Work required: Below are some records. Print exactly the lines between the one holding "pixel 566 26" and the one holding "pixel 591 71", inclusive, and nothing else.

--- Data listing Enclosed Below ---

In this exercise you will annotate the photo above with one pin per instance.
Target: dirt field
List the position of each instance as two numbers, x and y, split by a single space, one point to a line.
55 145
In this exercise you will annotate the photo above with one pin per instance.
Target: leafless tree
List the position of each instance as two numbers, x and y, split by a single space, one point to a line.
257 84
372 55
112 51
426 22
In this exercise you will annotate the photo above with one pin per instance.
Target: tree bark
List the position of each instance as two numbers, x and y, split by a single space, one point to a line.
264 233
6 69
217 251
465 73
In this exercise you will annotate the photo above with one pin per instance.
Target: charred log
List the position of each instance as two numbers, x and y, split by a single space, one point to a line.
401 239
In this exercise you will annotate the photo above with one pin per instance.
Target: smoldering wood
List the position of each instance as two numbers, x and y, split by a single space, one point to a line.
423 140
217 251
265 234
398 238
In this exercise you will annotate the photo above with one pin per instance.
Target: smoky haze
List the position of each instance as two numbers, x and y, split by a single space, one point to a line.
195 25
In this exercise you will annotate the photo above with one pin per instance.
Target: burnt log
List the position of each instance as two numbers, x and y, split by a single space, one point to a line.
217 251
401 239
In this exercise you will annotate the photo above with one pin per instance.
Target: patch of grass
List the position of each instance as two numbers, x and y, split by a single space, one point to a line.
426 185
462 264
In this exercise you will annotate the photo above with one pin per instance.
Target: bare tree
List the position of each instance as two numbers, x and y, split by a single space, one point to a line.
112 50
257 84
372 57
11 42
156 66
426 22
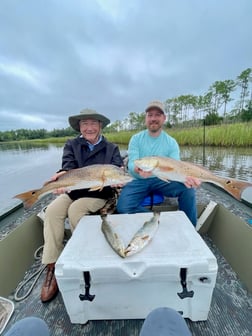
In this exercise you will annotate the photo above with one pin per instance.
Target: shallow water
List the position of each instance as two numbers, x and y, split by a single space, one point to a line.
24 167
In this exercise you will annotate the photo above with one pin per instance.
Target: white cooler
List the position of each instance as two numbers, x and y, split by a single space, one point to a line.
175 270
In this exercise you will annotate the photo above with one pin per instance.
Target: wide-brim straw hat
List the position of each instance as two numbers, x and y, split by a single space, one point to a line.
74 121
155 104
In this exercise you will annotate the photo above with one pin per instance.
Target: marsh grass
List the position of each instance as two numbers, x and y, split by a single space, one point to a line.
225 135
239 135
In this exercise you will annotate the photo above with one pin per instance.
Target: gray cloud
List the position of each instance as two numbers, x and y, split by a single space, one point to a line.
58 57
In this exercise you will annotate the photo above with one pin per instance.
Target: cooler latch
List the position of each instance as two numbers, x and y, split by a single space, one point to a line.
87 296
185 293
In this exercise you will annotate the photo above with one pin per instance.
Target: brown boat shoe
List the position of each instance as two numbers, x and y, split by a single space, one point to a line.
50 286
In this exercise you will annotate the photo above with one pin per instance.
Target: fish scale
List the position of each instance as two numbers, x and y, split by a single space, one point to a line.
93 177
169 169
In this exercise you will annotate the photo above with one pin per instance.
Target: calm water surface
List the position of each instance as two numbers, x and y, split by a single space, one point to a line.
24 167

--- End of Enclosed Data listing ---
--- Data listing Enclosed Below ---

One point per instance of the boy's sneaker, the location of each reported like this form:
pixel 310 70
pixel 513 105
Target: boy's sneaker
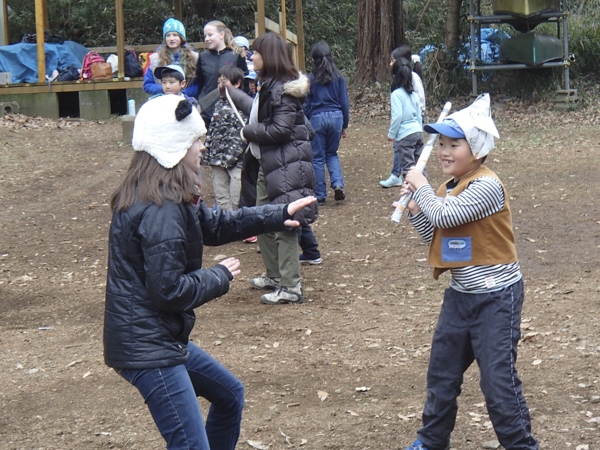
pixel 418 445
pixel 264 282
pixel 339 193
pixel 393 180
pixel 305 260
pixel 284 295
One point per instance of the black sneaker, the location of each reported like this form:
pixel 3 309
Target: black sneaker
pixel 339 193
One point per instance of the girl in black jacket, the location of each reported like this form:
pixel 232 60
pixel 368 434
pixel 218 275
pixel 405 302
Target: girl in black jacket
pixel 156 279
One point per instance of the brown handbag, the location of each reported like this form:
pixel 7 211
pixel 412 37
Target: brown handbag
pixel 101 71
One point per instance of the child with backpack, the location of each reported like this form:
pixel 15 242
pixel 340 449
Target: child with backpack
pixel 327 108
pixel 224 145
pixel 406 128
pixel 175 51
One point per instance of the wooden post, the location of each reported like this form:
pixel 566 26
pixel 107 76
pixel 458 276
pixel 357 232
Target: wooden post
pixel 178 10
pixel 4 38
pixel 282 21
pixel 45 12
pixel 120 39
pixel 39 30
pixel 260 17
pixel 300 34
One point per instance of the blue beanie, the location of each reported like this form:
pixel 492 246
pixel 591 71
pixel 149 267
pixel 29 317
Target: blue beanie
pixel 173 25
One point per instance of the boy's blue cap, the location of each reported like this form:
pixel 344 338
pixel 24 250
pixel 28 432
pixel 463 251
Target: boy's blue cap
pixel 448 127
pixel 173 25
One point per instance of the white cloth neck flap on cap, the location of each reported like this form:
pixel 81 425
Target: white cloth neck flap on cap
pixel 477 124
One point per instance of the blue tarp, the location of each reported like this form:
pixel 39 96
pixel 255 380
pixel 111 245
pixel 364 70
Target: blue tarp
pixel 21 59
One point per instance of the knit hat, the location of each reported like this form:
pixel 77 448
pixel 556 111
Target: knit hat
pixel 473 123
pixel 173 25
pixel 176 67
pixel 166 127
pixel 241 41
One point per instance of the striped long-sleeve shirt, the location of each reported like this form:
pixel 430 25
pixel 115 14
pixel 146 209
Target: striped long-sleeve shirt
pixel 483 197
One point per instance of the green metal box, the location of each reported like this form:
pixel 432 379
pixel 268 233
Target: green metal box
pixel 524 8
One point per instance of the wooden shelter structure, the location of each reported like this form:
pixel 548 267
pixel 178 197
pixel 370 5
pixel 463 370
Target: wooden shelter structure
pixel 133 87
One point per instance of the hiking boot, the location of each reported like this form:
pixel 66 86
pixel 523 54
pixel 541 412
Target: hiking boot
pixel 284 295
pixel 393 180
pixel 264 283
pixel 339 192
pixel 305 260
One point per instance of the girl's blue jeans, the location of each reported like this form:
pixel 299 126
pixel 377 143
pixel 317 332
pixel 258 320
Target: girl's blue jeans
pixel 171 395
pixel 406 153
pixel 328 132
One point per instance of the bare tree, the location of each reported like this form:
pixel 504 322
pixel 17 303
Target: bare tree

--- End of Enclosed Data listing ---
--- Data listing Enclosed Below ---

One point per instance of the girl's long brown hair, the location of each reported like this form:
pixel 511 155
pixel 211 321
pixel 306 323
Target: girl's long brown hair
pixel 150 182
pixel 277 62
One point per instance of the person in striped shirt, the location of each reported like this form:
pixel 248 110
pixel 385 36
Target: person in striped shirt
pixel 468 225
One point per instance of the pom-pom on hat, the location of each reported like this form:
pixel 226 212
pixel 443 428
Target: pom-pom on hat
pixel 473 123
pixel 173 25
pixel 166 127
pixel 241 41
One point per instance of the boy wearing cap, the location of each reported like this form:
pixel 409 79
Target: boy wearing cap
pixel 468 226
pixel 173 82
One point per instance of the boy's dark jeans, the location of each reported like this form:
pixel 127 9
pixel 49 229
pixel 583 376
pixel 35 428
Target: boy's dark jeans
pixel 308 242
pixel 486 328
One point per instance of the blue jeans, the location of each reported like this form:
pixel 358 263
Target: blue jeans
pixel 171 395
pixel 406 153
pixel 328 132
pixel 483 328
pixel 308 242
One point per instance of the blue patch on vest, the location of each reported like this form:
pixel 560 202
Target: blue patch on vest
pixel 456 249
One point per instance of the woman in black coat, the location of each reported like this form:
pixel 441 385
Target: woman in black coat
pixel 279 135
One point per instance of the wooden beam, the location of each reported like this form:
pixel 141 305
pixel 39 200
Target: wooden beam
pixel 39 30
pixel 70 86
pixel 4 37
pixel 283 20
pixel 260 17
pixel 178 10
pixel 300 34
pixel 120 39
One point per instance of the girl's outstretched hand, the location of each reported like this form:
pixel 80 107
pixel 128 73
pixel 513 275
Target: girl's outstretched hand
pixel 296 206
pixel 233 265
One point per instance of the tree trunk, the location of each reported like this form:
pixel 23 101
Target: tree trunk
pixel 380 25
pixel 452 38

--- End of Enclosed Data listing ---

Written solution:
pixel 566 26
pixel 107 76
pixel 458 276
pixel 357 232
Target: wooden post
pixel 178 10
pixel 4 38
pixel 282 21
pixel 45 12
pixel 120 39
pixel 39 30
pixel 260 17
pixel 300 34
One point per instance of the blue beanie, the location of each reported like this form:
pixel 492 246
pixel 591 71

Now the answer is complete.